• **Problem to solve**
An exact copy of the data is needed, one that excludes all pictures.

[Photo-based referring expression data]
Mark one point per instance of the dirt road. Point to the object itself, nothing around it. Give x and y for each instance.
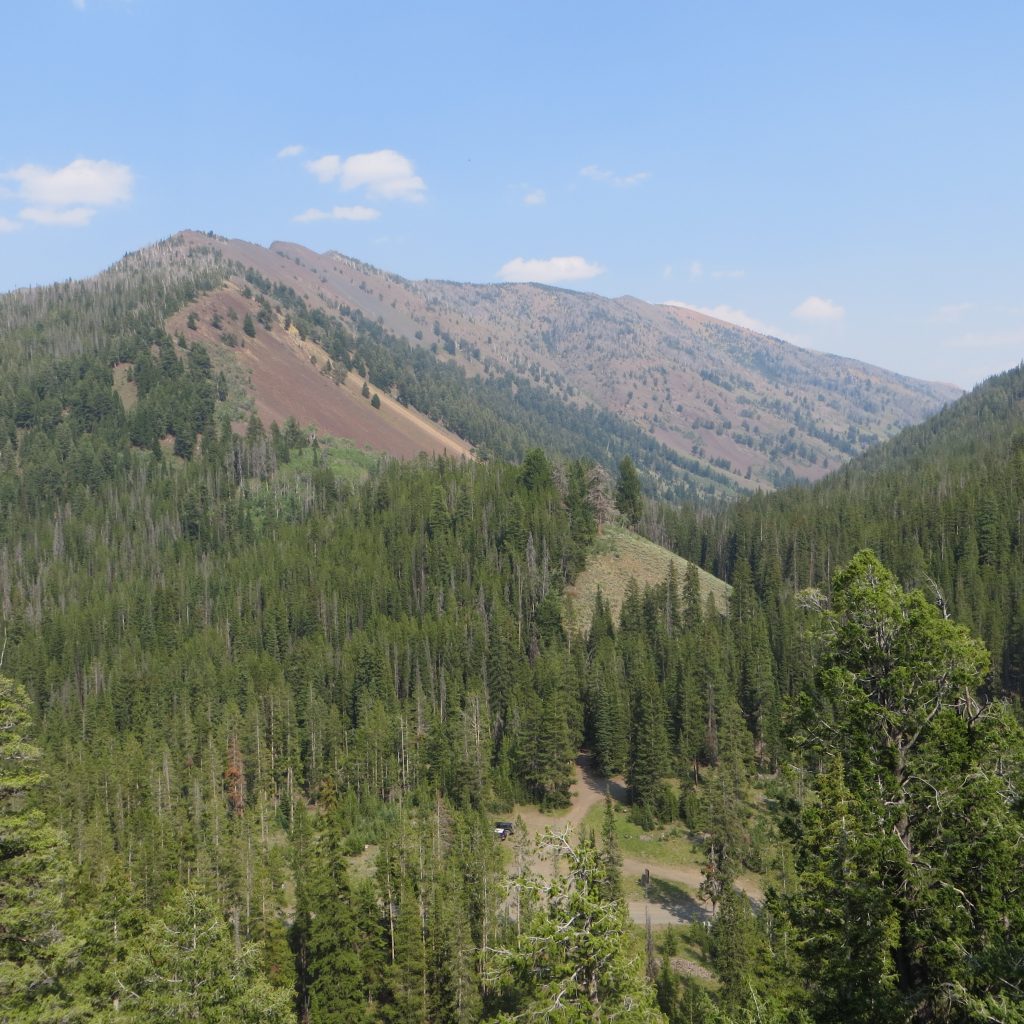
(665, 903)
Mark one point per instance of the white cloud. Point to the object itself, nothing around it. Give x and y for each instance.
(620, 181)
(339, 213)
(549, 271)
(952, 311)
(385, 173)
(980, 341)
(94, 182)
(74, 216)
(816, 308)
(730, 315)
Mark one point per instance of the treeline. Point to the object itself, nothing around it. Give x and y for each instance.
(940, 503)
(503, 416)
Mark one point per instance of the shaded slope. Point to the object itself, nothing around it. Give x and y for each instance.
(941, 505)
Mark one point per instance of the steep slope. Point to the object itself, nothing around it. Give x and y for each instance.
(289, 376)
(705, 409)
(941, 504)
(751, 406)
(619, 556)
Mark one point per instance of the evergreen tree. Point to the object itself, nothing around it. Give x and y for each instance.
(571, 962)
(919, 844)
(629, 493)
(334, 985)
(37, 955)
(185, 967)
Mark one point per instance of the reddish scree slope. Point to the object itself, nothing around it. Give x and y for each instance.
(286, 382)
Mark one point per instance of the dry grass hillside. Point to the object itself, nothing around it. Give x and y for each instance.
(753, 408)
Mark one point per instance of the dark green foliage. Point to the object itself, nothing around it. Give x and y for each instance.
(36, 952)
(629, 493)
(186, 968)
(571, 962)
(912, 861)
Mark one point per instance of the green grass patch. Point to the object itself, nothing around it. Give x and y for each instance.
(620, 555)
(347, 462)
(672, 845)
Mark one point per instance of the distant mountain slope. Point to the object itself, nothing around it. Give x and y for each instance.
(287, 377)
(754, 407)
(942, 504)
(704, 408)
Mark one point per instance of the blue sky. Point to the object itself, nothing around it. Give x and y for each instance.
(849, 177)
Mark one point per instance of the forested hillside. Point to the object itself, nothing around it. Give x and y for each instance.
(941, 504)
(258, 718)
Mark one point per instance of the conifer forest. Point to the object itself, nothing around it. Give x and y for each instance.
(263, 701)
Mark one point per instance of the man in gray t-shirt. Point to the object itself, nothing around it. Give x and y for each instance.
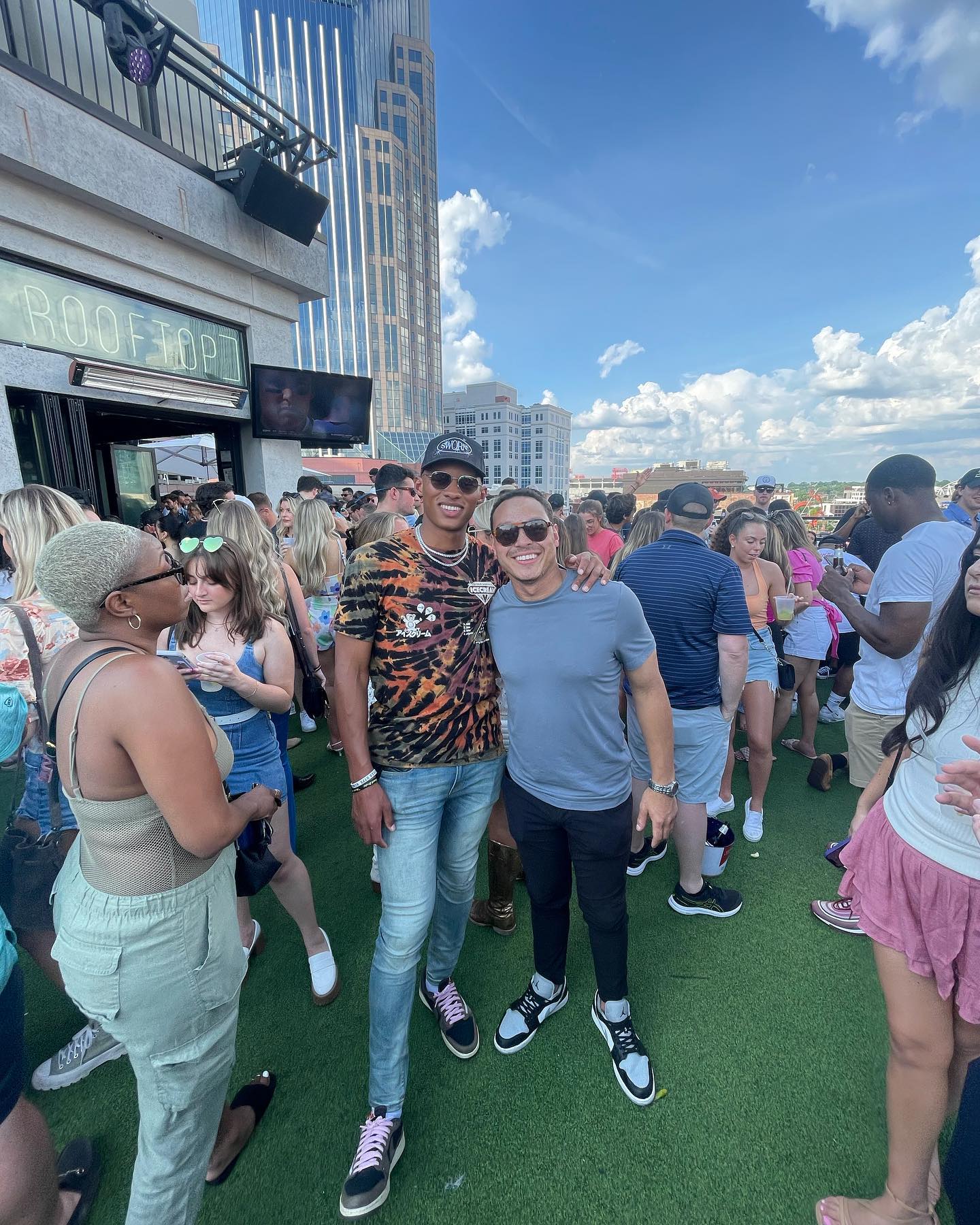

• **Response to this task**
Mark one point per instance of the dirt road. Point to the object itself, nothing around it. Give x and y for each instance.
(665, 903)
Mark one point per instance of the white cloud. Point to the object itself, nothing around it. Give x and y for each instance.
(620, 181)
(339, 213)
(549, 271)
(952, 311)
(385, 173)
(980, 341)
(94, 182)
(74, 216)
(816, 308)
(730, 315)
Mark one point per instance of the treeline. Point to the object itself, nothing around it. Give x and y for each instance.
(940, 503)
(503, 416)
Mark one point per instance of the shaded slope. Point to the object itself, nothing around it. Give x and y for each instance.
(941, 505)
Mark one point per instance of the steep slope. Point to the object itself, nothing around it. Give x and y for each instance.
(289, 376)
(705, 409)
(941, 504)
(751, 406)
(619, 556)
Mark one point per instance of the evergreen tree. Point to the object itself, nothing around it. Give x and y for each instance.
(571, 962)
(919, 844)
(629, 493)
(334, 985)
(37, 955)
(185, 967)
Mark one point per instance of the reddish scree slope. Point to the object itself, nothing around it. Give x and y for each instance.
(286, 382)
Mark one point per instance of the dry grass hillside. Point to the object itself, nothing around it. Give x and y for each instance.
(753, 408)
Mark one point per instance of the dark green foliage. Point to the object itself, nothing around it. Give x and y for each instance.
(36, 952)
(629, 493)
(186, 968)
(571, 962)
(912, 861)
Mark one point per instance of the green grass patch. Point to the object itself, nothing around it. Give x and y for each instance.
(620, 555)
(347, 462)
(672, 845)
Mark one point per instance of the distant mountain slope. Point to the object itself, nothing around it. Give x and y for each instance.
(287, 377)
(754, 407)
(942, 504)
(704, 408)
Mark one point per instance of the blue sky. Point to the object itself, nothing around it. Give x and y for each instance.
(849, 177)
Mark one point per instance of the forested hillside. Point to the object itself, nothing around it. Give x and y for each instance.
(941, 504)
(258, 718)
Mark one point per instance of the conifer forest. Point to the object itself, nothing around it. Give x and y for each instance.
(263, 701)
Mark one point per instance of the man in gray t-shirt. Point to the object itself, nothing around it. Give x and y for each instance.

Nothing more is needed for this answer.